*About this task*: Could you reproduce, from the records below, everything from the line with "Objective: for every instance of the gravel" down to the line with "Objective: for every instance of the garden", keeping both of those lines and changing nothing?
(Beginning of The data)
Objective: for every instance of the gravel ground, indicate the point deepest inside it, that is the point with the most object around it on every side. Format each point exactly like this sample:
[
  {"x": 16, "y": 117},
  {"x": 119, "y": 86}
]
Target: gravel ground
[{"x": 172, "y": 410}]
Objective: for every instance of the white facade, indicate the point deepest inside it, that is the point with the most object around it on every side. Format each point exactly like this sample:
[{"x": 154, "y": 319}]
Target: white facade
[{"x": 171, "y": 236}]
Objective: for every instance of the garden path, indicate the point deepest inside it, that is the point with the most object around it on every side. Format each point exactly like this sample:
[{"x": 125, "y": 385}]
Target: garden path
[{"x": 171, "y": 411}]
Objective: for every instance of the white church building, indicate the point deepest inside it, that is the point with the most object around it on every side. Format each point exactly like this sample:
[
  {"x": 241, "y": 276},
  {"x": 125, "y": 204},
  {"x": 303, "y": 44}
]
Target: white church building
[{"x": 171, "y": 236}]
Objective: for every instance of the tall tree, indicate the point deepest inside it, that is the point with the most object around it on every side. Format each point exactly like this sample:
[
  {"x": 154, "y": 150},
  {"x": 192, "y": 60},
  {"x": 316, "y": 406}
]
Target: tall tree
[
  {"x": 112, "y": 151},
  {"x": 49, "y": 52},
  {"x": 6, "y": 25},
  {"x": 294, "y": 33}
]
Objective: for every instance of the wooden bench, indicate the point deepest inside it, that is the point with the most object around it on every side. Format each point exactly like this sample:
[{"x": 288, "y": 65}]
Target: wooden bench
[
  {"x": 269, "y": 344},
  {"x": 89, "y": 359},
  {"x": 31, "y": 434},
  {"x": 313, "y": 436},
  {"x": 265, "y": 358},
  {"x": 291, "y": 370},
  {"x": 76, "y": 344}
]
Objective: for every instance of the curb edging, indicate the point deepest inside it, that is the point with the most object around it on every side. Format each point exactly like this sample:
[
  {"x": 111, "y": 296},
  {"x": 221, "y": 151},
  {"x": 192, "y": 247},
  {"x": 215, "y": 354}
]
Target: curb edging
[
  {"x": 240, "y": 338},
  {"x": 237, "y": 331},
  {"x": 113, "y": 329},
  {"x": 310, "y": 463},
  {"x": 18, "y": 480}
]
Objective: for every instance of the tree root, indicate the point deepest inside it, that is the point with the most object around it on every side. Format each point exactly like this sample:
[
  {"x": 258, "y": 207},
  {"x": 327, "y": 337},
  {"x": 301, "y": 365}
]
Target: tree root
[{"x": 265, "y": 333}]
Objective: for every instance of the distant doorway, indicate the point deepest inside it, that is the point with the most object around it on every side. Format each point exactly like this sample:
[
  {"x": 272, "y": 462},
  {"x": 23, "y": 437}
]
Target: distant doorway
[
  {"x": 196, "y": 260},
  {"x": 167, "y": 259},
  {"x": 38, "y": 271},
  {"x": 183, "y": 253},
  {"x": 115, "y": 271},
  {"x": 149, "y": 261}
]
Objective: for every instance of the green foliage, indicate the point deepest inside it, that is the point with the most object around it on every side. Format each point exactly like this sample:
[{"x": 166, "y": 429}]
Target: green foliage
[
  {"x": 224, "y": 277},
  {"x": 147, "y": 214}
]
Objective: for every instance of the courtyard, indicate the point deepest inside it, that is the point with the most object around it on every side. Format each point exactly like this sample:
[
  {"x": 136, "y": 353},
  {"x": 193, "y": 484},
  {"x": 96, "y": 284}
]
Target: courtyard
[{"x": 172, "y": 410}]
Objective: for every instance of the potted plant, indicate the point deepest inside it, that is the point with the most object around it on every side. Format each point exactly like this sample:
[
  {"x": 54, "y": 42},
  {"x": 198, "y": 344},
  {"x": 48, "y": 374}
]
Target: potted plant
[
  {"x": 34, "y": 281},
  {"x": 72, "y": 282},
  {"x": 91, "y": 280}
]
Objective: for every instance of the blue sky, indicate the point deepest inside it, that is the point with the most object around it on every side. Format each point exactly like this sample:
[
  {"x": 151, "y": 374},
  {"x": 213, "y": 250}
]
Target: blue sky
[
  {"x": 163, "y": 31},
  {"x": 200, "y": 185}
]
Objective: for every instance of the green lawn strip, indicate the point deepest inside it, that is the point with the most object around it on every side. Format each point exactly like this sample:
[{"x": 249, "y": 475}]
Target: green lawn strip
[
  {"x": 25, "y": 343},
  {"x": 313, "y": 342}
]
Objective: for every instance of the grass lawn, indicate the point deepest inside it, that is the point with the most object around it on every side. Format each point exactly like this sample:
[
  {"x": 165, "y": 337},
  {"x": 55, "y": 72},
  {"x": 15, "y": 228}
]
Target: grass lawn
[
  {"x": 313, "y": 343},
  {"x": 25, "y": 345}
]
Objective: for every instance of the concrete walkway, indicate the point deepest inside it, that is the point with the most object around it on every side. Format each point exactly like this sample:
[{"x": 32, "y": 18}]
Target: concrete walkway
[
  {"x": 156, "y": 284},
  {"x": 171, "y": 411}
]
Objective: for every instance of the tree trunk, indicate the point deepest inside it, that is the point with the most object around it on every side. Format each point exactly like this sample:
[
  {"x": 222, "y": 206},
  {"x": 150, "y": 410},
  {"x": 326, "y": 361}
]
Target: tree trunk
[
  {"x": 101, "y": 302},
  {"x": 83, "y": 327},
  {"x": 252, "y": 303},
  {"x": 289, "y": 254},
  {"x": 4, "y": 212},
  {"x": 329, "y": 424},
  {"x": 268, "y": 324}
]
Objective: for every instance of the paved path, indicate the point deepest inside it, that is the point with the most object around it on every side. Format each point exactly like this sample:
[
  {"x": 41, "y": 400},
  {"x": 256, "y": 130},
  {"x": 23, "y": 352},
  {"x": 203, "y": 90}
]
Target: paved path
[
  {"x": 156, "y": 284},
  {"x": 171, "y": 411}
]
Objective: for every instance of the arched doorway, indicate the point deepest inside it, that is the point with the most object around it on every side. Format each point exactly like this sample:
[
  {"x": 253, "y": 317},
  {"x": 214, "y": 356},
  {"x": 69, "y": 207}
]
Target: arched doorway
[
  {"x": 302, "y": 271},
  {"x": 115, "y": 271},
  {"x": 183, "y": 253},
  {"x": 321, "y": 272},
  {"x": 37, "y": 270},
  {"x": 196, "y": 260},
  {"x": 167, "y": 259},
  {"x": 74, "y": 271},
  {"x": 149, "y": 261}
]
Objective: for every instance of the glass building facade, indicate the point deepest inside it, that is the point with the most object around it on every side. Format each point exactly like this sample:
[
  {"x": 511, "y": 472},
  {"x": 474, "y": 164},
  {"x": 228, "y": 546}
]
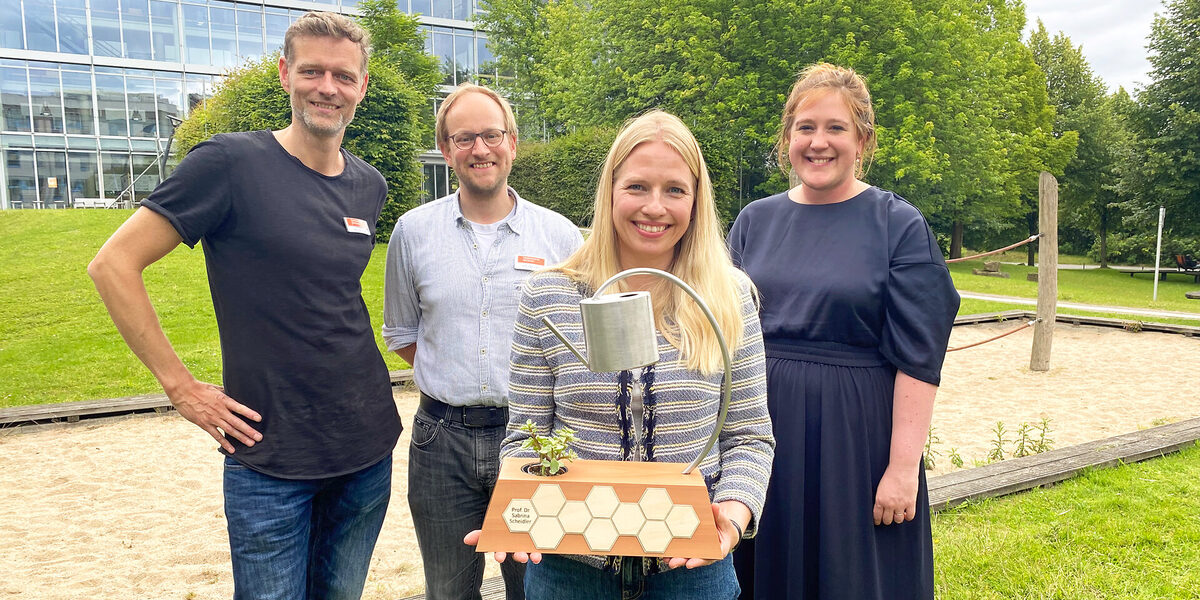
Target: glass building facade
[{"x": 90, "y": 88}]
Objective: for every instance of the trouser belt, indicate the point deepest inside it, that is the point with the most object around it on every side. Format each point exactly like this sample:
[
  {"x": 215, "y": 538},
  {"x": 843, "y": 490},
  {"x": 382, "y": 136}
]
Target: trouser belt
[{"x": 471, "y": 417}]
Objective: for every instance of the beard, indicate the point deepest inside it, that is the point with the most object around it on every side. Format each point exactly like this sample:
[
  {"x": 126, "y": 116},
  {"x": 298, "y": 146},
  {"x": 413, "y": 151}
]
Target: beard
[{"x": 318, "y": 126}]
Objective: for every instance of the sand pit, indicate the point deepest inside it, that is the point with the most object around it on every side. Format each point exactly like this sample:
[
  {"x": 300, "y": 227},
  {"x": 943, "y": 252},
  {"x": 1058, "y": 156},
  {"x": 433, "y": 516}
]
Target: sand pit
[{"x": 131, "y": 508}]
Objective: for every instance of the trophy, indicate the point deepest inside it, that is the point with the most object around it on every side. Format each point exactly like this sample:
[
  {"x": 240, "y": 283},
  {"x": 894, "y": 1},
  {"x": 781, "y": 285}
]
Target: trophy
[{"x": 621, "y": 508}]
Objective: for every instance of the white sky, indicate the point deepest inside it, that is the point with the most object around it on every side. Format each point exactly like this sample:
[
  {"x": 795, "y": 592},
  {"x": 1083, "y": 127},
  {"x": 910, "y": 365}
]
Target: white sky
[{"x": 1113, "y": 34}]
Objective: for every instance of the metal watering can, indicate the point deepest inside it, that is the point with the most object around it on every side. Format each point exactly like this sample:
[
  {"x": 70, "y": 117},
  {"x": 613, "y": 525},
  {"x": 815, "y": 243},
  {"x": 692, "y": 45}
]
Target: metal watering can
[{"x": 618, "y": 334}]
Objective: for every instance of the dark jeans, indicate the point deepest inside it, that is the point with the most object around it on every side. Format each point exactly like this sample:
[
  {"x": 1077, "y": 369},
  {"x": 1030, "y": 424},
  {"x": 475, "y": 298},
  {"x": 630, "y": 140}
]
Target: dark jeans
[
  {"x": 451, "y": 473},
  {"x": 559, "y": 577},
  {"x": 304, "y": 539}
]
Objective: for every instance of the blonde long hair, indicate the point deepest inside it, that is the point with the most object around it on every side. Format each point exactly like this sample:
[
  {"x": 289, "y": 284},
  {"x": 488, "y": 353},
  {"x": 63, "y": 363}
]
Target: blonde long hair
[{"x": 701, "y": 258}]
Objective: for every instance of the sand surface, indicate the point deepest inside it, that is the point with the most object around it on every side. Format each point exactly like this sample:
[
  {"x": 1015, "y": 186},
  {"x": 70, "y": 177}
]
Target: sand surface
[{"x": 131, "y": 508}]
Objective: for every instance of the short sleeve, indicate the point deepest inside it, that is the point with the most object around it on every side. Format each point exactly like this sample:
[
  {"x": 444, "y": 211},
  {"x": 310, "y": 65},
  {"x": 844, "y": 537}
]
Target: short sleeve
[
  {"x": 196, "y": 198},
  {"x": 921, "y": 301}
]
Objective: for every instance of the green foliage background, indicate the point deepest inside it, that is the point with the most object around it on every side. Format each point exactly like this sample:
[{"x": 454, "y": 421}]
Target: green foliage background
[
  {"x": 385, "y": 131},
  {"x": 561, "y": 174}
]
(End of The data)
(Beginning of The data)
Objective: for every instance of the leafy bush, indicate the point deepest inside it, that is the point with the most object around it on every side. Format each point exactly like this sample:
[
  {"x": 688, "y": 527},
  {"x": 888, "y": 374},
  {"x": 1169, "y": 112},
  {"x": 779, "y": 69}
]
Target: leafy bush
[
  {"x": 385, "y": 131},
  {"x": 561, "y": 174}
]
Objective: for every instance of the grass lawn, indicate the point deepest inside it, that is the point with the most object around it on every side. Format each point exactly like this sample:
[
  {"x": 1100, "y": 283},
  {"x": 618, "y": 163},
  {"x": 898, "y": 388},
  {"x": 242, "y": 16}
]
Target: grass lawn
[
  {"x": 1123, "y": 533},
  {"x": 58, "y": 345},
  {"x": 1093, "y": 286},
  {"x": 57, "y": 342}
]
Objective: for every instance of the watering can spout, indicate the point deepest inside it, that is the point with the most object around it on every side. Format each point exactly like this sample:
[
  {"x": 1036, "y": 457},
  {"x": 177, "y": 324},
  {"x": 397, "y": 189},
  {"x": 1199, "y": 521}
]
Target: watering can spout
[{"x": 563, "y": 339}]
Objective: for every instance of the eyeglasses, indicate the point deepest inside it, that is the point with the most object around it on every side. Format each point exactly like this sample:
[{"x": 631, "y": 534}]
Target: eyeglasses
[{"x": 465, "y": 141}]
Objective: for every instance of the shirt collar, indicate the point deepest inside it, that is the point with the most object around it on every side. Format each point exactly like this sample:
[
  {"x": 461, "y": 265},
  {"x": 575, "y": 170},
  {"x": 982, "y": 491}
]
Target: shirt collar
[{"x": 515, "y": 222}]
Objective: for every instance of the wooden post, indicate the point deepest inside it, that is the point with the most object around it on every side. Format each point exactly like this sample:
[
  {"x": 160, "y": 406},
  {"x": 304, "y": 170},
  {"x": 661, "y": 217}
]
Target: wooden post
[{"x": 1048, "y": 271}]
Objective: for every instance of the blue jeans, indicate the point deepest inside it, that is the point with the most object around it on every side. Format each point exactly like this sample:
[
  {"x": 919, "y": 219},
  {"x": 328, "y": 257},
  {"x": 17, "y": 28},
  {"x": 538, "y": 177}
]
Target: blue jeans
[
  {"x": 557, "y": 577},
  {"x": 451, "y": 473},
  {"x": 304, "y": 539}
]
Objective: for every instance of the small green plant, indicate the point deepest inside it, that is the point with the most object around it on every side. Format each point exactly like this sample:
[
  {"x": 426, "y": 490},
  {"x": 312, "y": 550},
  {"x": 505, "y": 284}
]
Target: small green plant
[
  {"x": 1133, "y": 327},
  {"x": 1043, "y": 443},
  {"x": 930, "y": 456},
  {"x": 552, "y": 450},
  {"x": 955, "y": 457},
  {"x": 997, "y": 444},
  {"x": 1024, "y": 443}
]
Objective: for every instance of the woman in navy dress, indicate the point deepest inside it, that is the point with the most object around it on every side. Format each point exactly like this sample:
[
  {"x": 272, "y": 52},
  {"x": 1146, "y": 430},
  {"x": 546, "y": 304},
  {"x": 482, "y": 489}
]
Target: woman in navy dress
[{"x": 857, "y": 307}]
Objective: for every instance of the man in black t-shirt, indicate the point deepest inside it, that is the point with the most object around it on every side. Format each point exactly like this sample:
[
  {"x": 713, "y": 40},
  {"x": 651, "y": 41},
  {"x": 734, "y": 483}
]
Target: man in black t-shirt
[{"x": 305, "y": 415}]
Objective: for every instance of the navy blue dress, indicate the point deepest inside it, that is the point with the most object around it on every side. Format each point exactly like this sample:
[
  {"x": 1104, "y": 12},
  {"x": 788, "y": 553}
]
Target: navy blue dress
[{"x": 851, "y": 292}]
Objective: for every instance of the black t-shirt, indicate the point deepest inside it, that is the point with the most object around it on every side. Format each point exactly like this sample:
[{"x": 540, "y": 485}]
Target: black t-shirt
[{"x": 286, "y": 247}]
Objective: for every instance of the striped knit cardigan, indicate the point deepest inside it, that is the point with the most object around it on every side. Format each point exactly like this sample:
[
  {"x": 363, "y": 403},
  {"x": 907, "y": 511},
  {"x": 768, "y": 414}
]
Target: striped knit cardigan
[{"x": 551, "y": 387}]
(End of The data)
(Beginning of The data)
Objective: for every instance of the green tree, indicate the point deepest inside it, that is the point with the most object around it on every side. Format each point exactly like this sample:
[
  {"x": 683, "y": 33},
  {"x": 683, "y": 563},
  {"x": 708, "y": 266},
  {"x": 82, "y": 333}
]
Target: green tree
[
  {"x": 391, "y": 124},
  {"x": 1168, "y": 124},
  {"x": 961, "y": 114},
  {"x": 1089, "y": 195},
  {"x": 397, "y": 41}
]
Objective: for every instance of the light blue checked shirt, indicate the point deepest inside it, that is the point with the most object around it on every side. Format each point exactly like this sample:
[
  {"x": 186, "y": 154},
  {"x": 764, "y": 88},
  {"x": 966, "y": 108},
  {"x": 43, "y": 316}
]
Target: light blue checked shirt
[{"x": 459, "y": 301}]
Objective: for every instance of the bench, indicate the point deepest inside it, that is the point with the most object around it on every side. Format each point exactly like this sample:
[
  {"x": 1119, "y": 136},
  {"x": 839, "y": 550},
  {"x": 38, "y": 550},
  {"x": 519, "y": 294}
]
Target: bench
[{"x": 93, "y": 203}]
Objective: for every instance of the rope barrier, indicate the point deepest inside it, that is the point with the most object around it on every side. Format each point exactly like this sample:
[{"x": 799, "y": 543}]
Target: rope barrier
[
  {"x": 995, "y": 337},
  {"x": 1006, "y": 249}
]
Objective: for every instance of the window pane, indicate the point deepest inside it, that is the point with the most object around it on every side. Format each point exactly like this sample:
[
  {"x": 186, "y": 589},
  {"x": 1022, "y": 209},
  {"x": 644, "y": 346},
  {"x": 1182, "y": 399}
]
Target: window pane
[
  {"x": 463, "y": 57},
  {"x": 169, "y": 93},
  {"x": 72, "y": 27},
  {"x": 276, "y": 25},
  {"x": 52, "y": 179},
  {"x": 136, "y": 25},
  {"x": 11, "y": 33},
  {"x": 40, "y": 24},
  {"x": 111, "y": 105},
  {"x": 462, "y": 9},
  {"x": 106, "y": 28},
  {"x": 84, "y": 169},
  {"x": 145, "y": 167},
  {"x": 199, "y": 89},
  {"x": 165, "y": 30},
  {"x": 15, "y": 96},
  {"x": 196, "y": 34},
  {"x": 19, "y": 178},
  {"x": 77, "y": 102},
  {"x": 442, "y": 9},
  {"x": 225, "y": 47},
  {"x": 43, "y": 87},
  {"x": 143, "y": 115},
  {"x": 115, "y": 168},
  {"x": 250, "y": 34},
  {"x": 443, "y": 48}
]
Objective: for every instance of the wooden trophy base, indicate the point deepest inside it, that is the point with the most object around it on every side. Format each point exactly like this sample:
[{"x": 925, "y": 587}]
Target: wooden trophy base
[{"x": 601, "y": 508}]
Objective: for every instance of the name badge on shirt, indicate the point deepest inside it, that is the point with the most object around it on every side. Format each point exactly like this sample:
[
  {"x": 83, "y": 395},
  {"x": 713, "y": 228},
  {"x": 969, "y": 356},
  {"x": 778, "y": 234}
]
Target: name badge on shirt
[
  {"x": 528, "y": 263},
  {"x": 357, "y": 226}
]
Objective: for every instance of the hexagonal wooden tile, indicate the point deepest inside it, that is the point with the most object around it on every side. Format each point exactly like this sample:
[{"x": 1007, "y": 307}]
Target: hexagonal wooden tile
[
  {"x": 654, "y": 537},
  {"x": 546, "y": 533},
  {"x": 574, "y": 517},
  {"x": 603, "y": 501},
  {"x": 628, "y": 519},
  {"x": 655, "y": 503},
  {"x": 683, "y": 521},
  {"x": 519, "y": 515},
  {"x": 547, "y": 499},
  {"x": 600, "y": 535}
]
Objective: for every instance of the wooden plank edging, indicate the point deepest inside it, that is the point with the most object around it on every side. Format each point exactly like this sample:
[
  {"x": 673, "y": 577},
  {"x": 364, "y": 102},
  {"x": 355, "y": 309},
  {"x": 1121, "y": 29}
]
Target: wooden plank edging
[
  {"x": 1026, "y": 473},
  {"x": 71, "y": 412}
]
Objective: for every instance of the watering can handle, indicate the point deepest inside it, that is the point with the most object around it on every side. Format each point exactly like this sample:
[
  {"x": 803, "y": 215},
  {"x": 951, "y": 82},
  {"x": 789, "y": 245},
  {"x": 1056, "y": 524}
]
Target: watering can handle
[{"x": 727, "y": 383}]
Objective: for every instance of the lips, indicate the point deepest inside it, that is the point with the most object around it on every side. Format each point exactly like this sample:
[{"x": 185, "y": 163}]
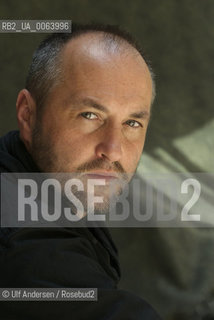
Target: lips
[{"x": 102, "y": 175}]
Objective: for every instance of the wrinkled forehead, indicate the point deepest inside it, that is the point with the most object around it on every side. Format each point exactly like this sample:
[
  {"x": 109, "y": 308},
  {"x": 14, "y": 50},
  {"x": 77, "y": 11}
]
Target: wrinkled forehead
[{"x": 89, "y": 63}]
(End of The data)
*Task output*:
Objective: for every instance of the gravel ground, indicate the point deepest inside it, that is the point with the most object around it on every side. Format each point exactly like this sample:
[
  {"x": 16, "y": 117},
  {"x": 119, "y": 86}
]
Target: gravel ground
[{"x": 172, "y": 410}]
Objective: for every instance of the white facade, indicate the point deepest inside it, that is the point with the most object around it on every side. Format each point exactly like this sample:
[{"x": 154, "y": 319}]
Target: white facade
[{"x": 171, "y": 236}]
Objective: for every instance of the garden path, indicate the point deepest inside it, that is the point with the most object around it on every side. Format each point exactly like this sample:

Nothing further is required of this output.